§ **Your instructions**
Output every line of the material below as a numbered list, leaving out any blank lines.

§ **Records provided**
──────────

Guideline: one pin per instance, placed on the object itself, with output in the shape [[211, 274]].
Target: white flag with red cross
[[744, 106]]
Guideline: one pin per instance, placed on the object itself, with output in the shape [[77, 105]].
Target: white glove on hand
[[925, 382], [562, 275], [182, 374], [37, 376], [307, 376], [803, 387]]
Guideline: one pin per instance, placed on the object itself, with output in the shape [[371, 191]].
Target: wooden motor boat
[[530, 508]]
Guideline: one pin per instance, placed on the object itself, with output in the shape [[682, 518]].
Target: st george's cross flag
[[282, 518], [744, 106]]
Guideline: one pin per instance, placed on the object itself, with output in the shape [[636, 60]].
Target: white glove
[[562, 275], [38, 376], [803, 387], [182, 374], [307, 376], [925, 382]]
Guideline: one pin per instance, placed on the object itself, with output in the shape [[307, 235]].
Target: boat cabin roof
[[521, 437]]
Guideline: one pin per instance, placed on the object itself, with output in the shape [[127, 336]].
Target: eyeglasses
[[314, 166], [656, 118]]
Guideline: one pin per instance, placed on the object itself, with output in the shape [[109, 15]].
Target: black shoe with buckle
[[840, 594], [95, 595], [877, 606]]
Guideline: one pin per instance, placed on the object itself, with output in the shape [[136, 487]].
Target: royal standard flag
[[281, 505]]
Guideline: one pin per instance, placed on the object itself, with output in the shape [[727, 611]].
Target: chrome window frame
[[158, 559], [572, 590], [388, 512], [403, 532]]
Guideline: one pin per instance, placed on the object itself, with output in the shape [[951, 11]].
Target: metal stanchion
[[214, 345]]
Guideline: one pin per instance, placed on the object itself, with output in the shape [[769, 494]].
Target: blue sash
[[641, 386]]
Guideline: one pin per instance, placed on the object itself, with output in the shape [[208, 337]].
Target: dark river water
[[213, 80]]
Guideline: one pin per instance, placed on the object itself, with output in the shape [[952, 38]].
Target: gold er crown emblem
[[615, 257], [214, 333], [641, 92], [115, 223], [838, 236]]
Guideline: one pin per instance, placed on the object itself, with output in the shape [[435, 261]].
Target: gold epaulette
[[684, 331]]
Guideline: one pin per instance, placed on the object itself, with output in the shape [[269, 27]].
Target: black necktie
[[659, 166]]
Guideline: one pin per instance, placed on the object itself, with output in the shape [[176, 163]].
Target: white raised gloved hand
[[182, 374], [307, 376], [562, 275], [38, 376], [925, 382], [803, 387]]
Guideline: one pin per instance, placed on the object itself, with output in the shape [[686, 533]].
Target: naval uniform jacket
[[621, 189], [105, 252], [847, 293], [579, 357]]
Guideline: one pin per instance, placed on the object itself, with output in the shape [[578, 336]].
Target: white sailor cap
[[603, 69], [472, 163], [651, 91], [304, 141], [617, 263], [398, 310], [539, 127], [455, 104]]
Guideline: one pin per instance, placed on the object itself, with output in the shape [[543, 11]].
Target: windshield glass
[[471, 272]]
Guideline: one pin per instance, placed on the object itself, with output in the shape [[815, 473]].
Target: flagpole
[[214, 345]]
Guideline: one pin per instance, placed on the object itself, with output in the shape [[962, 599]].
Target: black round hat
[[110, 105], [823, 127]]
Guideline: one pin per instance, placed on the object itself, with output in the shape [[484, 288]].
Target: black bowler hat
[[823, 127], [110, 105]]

──────────

§ **Correct response**
1. Guideline: one pin per instance, placed on the object itself, with output in the shape [[211, 274]].
2. Target: white flag with red cross
3. [[744, 106]]
4. Guideline: one pin per instance, placed on the object itself, with output in the shape [[77, 105]].
5. Target: white glove on hand
6. [[925, 382], [562, 275], [182, 374], [37, 376], [307, 376], [803, 387]]
7. Guideline: one pin per instance, placed on the object itself, with output in the shape [[371, 191]].
8. Target: wooden motor boat
9. [[530, 508]]
10. Guideline: one pin per instance, placed on the object itself, with output in the shape [[682, 518]].
11. Target: st george's cross flag
12. [[282, 518], [744, 106]]
13. Guideline: one pin per instance, placed on the object itself, with output in the shape [[636, 60]].
14. Target: white glove
15. [[562, 275], [38, 376], [803, 387], [182, 374], [307, 376], [925, 382]]
16. Guideline: one pin per instance, placed on the object itself, with output in the shape [[307, 235]].
17. Target: boat cabin roof
18. [[521, 437]]
19. Guideline: one pin per instance, placed on the object itself, with output in the shape [[127, 336]].
20. Target: eyeglasses
21. [[314, 166], [656, 118]]
22. Guideline: one pin per instance, placed on the object itself, with output in the shape [[109, 15]].
23. Target: black shoe with buckle
24. [[840, 594], [95, 595], [877, 606]]
25. Guideline: one pin per instance, placed on the object itself, with output in the shape [[136, 487]].
26. Target: royal standard flag
27. [[281, 505]]
28. Guideline: one pin per instance, placed on the object itself, with output in the shape [[727, 611]].
29. Target: chrome window frame
30. [[158, 559], [572, 590], [388, 512], [403, 532]]
31. Guideline: one pin per instance, placed on the object itself, with output in the shape [[951, 11]].
32. Target: metal stanchion
33. [[214, 345]]
34. Guideline: one pin per instance, placed on the object itself, with output in the shape [[769, 494]].
35. Target: blue sash
36. [[641, 386]]
37. Guideline: one pin per instance, placed on the object itself, with output in the shape [[208, 337]].
38. Target: dark river water
39. [[213, 80]]
40. Guideline: one pin per instance, placed on the object itself, with output in the shape [[952, 38]].
41. Target: gold er crown emblem
42. [[615, 257], [214, 333], [641, 92], [115, 223], [838, 236]]
43. Guideline: one pin per instance, placed on the object itself, with output in the shape [[435, 261]].
44. Target: gold epaulette
45. [[684, 331]]
46. Guideline: one pin per instance, placed on the object itself, with output in the shape [[269, 27]].
47. Target: black necktie
48. [[659, 166]]
49. Guideline: one pin per instance, placed on the object itself, with output in the shape [[176, 163]].
50. Target: white raised gloved hand
51. [[182, 374], [307, 376], [562, 275], [38, 376], [925, 382], [803, 387]]
52. Guideline: one pin per instance, placed on the object itself, with output in the shape [[686, 533]].
53. Target: naval uniform jacket
54. [[621, 189], [105, 252], [847, 293], [579, 357]]
55. Guideline: one pin per instance, placed on the object itself, with output in the shape [[578, 336]].
56. Target: white sailor cap
57. [[603, 69], [472, 163], [651, 91], [304, 141], [617, 263], [398, 310], [539, 127], [455, 104]]
58. Guideline: one pin per instance, placed on the object itself, with output in the shape [[543, 11]].
59. Target: windshield glass
60. [[471, 272]]
61. Guideline: one pin per instance, placed on the object itself, with output in the shape [[815, 473]].
62. Target: flagpole
63. [[214, 345]]
64. Guideline: one pin per instance, placed on the object itself, with output in the shape [[962, 599]].
65. Target: black round hat
66. [[110, 105], [823, 127]]
67. Guideline: one pin per instance, placed on the object itself, with output in the shape [[484, 288]].
68. Target: black bowler hat
69. [[823, 127], [110, 105]]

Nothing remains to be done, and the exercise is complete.